**SOURCE EXCERPT**
⟨
Atty. Gyamfi represented Ms. Abdullah, then a Black Lives Matter activist, in a case stemming from a park incident with Pasadena Police officers on August 29, 2015.

Ms. Abdullah was convicted of one count of attempted felony lynching (taking someone from the lawful custody of police by means of a riot), a law believed to be designed to protect Blacks from White lynch mobs.

“It’s clear that she is completely complicit and feels beholden and loyal to these police departments, even when we had a meeting where she revealed that there is a contractual agreement between the district attorney’s office and all 50 plus law enforcement agencies in L.A. County that the D.A.’s office will not investigate police shootings, police killings until after the law enforcement agency has investigated itself, even though they have the power and the duty to investigate from the very beginning independently,” Atty. Gyamfi said.

“But no.  She said why we can’t do that is because we have a contract with these people, that we will let them do their own investigation and we won’t get involved until after they are done with their investigation, which is a complete abdication of her duty to independently investigate those crimes in total support of the police.  There’s no other reason to have such an agreement.  It doesn’t help the people at all,” she continued.

According to the LA Times, in her four years in office, Atty. Lacey has never prosecuted a member of law enforcement for charges of abuse or shootings. On June 5, 2015 LAPD Officer Mary O’Callaghan was convicted of felony assault under color of authority in the death of Black mother Alesia Thomas. Activists argued her 36 month sentence and a judge suspending 20 of them amounted to a mere slap on the wrist.  The Final Call has received no response to its phone calls and email requests for interviews with D.A. Lacey.

Families of victims of police killings still awaiting justice and activists say they are now bracing themselves for a bumpy ride.  They feel Atty. Lacey’s second term is sure to mirror her first four years in office.

Should people have expected police misconduct prosecutions from D.A. Lacey when she did not run on a ‘tough on police’ platform? Not really, though people still hoped for better, but they were under no illusions that would happen, activists said. After all, her mentor was Steve Cooley, whom activists told The Final Call was a “horrible district attorney who did nothing for Black or working class communities.” The reality is D.A. Lacey’s platform was not necessarily on police accountability, Atty. Gyamfi said.
⟩
**RECORDS PROVIDED**
⟨
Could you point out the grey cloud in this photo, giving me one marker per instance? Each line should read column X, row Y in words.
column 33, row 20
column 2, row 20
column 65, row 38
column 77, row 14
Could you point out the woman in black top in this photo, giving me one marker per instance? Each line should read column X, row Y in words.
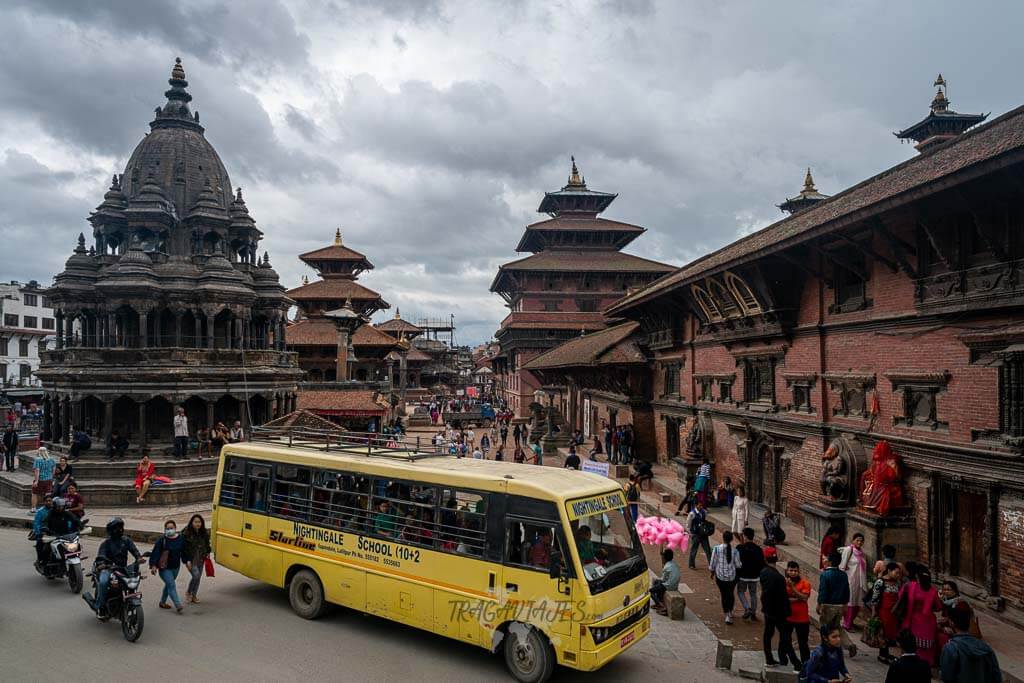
column 197, row 551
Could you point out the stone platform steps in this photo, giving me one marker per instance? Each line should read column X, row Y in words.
column 16, row 487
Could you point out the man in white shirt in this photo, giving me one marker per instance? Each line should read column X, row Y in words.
column 180, row 434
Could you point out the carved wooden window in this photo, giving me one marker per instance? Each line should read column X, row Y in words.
column 725, row 391
column 759, row 380
column 742, row 293
column 1012, row 394
column 706, row 385
column 915, row 394
column 851, row 290
column 802, row 386
column 671, row 386
column 707, row 303
column 724, row 300
column 851, row 393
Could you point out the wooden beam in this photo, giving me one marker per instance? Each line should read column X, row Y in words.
column 899, row 248
column 840, row 261
column 947, row 259
column 867, row 250
column 803, row 265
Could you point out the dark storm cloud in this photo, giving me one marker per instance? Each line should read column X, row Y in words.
column 429, row 130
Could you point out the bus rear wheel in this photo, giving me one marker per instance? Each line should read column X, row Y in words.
column 306, row 595
column 527, row 654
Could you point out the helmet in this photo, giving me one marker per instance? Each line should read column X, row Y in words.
column 116, row 527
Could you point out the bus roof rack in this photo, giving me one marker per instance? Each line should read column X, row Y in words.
column 371, row 444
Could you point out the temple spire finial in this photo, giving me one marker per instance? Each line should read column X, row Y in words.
column 809, row 181
column 574, row 179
⟩
**PROBLEM A**
How would you render this sentence from the passage on D.A. Lacey and police prosecutions into Spanish: "They feel Atty. Lacey’s second term is sure to mirror her first four years in office."
**PROBLEM B**
Can you carry the passage on D.A. Lacey and police prosecutions forward, picking up right after its final sentence?

**EXERCISE ANSWER A**
Sienten que el segundo mandato de la abogada Lacey seguramente reflejará sus primeros cuatro años en el cargo.

**EXERCISE ANSWER B**
In fact, there was nothing she ran on that would make somebody think that she was necessarily some great and better D.A., other than the fact that she would be an ear on certain issues, she added.

“It wasn’t like she was particularly, ‘Oh. I’m so for the Black community,’” but she was more of an establishment candidate, Atty. Gyamfi stated.

“She herself failed to prosecute the California Highway Patrol Officer Daniel Andrew for the brutal beating of the mentally ill homeless woman Marlene Pinnock on the 10 Freeway, which on the video everybody could see that it was a savage and unnecessary beating and obviously criminal,” said Jubilee Shine, activist,  and co-founder of the Coalition for Community Control Over the Police.

“Even the instance of the homeless man that was killed in Venice not too long ago, the Chief of Police Beck has called for the District Attorney to prosecute the officer, and she has even refused this call, coming from the very chief of the department … so it’s been apparent, abundantly clear that she has no interest in doing her job as prosecutor to ensure justice and protect the rights of the community when they’re victims of abuse and assault and being killed at the hands of police officers,” Mr. Shine stated.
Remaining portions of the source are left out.